== BLOC DE TEXTE ==

Richesse et inconfort de la dissonance


   Dans ce café-philo, se retrouvent périodiquement des personnes très différentes par l'âge, la profession, les options politiques et philosophiques. Spiritualistes et matérialistes, sensibilités anarchistes et conservatrices s'y rencontrent paisiblement, cordialement même. Les participants sont très différents aussi par le niveau d'information philosophique. Grâce à cette diversité des parcours, chaque échange nous conduit à prendre conscience que sur tel point essentiel ou accessoire, nos évidences personnelles ne sont pour l'autre qu'une opinion respectable. L'affirmation dissonante de l'autre est pour moi richesse, stimulation et inconfort. Je découvre tout à coup que ce que je prenais pour une idée claire n'était qu'un point de vue à éclaircir. Mon voisin disait des choses avec lesquelles je me sentais profondément en accord et le voilà maintenant qu'il développe sur un autre sous-thème, une idée qui heurte durement ce à quoi je crois depuis toujours, ce que jamais je n'aurais songé à remettre en question. Si la dissonance est trop lourde, trop massive, je vais peut-être renoncer à ces rencontres du samedi. Mais si la dissonance est émiettée, si ma réflexion des jours suivants, mes échanges ailleurs, avec d'autres m'ont permis de la réduire de façon positive, c'est-à-dire sans me dévaloriser et sans dévaloriser l'autre, le café-philo peut devenir pour moi un bon outil d'évolution.

===
== SECTION DES DONNÉES ==

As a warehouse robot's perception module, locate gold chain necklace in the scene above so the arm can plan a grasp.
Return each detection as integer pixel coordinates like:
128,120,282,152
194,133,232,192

===

SÉRIE DE TÂCHES:
1. Répondez aux questions suivantes d'après le texte sur le café-philo :
(a) Quel jour de la semaine ont lieu les rencontres ?
(b) Par quels trois mots l'affirmation dissonante de l'autre est-elle qualifiée ?
(c) Que signifie réduire la dissonance « de façon positive » ?
2. Donnez la suite du texte sur le café-philo à partir de sa dernière phrase.

RÉPONSES:
1.
(a) Le samedi.
(b) Richesse, stimulation et inconfort.
(c) La réduire sans se dévaloriser et sans dévaloriser l'autre.

2.
   La dissonance ne vient pas nécessairement par l'autre. Par exemple quand je voudrais intervenir et que j'ai de la difficulté à demander la parole, quand ce que j'ai exprimé me semble en décalage avec ce que j'avais prévu de dire, quand j'ai trouvé mon intervention trop brutale, trop longue, quand je me demande si je n'ai pas blessé une participante… Venir régulièrement au café-philo, c'est s'exposer à vivre toutes sortes de dissonances en sortant. Comment chacun se débrouille pour réduire ses dissonances, ce pourrait être un sujet d'échange passionnant.

   Chacun vient au café-philo à partir de motivations différentes et avec des objectifs différents. Nous y revenons dans la mesure où ce que nous y trouvons n'est pas trop dissonant par rapport à ce que nous en attendions. Je suppose – en prenant le risque de me tromper – que chacun de nous apprécie le trait d'union qu'installe le Bouchon, entre la tendance café et la tendance philo.

- la tendance philo : Priorité est donnée au débat philosophique, au choc des idées, à l'approfondissement, à l'acquisition d'outils pour la réflexion. Peu importe que les interlocuteurs soient différents chaque fois, peu importe le nombre des participants pourvu qu'ils soient clairs et courtois…
- la tendance café : Priorité est donnée à la rencontre, au relationnel convivial, à la découverte de personnes dont les centres d'intérêts ne sont pas trop différents des nôtres, au cheminement d'un groupe qui prendrait en compte dans une certaine mesure, les besoins psychosociaux de chacun (besoin d'expression, d'écoute, de reconnaissance, de chaleur, d'intégration…). Dans cette seconde perspective, le groupe est le fil qui relie chaque perle, c'est-à-dire chaque séance avec son thème particulier. Prendre ce fil en compte, ce serait ouvrir de façon concrète un espace et un temps pour parler de ce que la rencontre du jour ou la précédente nous a fait vivre : plaisir, agacement, malaise, crainte d'un malentendu. Pour dire comment l'échange passé nous a fait cheminer ou nous a dérangé.

      On a fait jusqu'à présent comme si la tendance philo était la seule légitime. Et si l'on faisait une petite place à la tendance café ?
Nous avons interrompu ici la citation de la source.